┌─ DOCUMENT PASSAGE

In addition we would be willing to provide, if we are not already doing so, a more extensive tax and personal financial planning service taking into account all forms of taxation and personal financial planning such as:-
- Inheritance tax
- Capital Gains Tax
- Life Assurance
- Pensions School Fees planning.
…..
2. As required, we will be pleased to help with any other matters such as negotiations with your Bankers, VAT returns, etc.”
There was no change in the terms of the retainer following the incorporation of HB.
The judge correctly interpreted the 1999 letter as not imposing any obligation on HB to advise Mr Mehjoo as to how he might minimise his tax liabilities unless they were specifically requested to do so. It is also clear both from the terms of the letter and from the context of the relationship which preceded it that HB were acting throughout as general accountants to the claimants and his company. As such they were charged with preparing annual tax returns for Mr Mehjoo and his company and with advising them on the availability of reliefs in connection with their annual tax liabilities. Any more specialised services than that would have to be specifically requested by the claimant and it would then be a matter for HB to decide whether and, if so, how such a request would be accommodated.
The judge said that the 1999 retainer was not a negotiated agreement but that is largely irrelevant. It represented the terms of HB’s engagement which never changed. As the judge observed in [126] of his judgment, there is no such thing as a general retainer and the terms and limits of the retainer and any consequent duty of care therefore depend on what the professional is instructed to do: see Regent Leisuretime Ltd & Ors v Skerrett & Anor [2006] EWCA Civ 1184; [2007] PNLR 9. An accountant in the position of HB was not therefore under a general roving duty to have regard to and to advise on all aspects of the claimant’s affairs absent a request to do so.
This formulation of principle has a particular relevance to the present case where it is accepted by Mr Mehjoo that Mr Purnell and HB were never asked to give him tax planning advice on possible ways of minimising or eliminating the already low rate of CGT applicable to his disposal of the BFL shares. Under the terms of their retainer letter, they were not therefore required to give such advice. It is undoubtedly correct, as the judge found, that on many occasions Mr Purnell (who was clearly on very friendly terms with Mr Mehjoo) did go out of his way to offer advice (including some tax advice) on aspects of the claimant’s business and personal financial affairs. This included some advice about the implications of his merger with Mr Scott and about VAT in connection with the claimant’s purchase of a boat in 2004.
Most of this advice seems to have been relatively routine, even if pro-active, and the judge did not find that Mr Purnell ever held himself out as a specialist in tax planning or that he would have been competent to do so. But the claimant relied on the various occasions when Mr Purnell, apparently unprompted, took the initiative in giving advice to Mr Mehjoo as founding a course of conduct from which the court should infer a change in the terms of the retainer prior to the events of 2004 and 2005 as a result of which HB were required to give the claimant advice as to how he could reduce any relevant tax liability even when not requested to do so.

└─
┌─ COLLECTED DATA

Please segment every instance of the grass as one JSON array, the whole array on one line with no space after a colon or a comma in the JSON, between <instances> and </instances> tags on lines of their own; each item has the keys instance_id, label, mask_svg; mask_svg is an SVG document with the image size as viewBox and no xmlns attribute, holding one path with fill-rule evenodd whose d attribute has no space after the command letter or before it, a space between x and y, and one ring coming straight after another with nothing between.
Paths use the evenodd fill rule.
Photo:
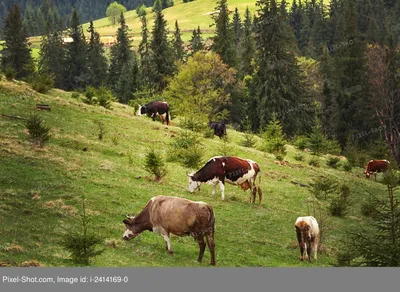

└─

• [WORK TO COMPLETE]
**1.** Answer these about the court passage on the accountants' retainer:
(a) What happened to the terms of the retainer after HB was incorporated?
(b) Which case is cited for the point that there is no such thing as a general retainer?
(c) In what year did the claimant buy the boat on which Mr Purnell gave VAT advice?
**2.** Write a further paragraph that picks up the court passage on the accountants' retainer after its final sentence.

• [ANSWERS FOR THE EXERCISE]
**1.**
(a) They did not change.
(b) Regent Leisuretime Ltd & Ors v Skerrett & Anor [2006] EWCA Civ 1184; [2007] PNLR 9.
(c) 2004.

**2.**
The judge set out the issue he was faced with in these terms:
“128. In the present case, in order to establish the obligation of the Defendants to give tax advice even when not requested to do so, the Claimant relies on a course of dealing in which Mr. Simpson says that it was agreed and understood between him and Mr. Purnell that the Defendants would advise him on ways of saving tax without being expressly asked to do so. The Claimant’s case is that the retainer letter did not reflect the true relationship between the parties. He explained that if during his regular meetings with Mr. Purnell, he told Mr. Purnell that he was thinking of doing something, Mr. Purnell would immediately consider and explain the financial and tax implications of it, without being requested to do so.
129. It is settled law that that it is clear that a term may be implied where the parties have consistently on previous occasions adopted a similar course of dealing (see, for example, Chitty on Contracts (31st Edition) (Vol. 1) Para 13-023). In this case, Mr. Simpson contends that the duty of the Defendants to give the Claimant tax-planning advice arose as a result of the acceptance by the Defendants over a long period of their duty to give tax-planning advice to the Claimant even when not requested to do so. This duty or understanding, he says, became part of the Defendants’ duty to use skill and care. As I will explain, it is also said that even if there was not that duty on the Defendants, a duty to give advice arose at the meeting on 2 October 2004 because first Mr. Purnell was giving advice to the Claimant at that meeting on reducing his CGT liability without a specific request to do so and second he was then obliged to consider all ways in which the Claimant could reduce his tax liabilities.”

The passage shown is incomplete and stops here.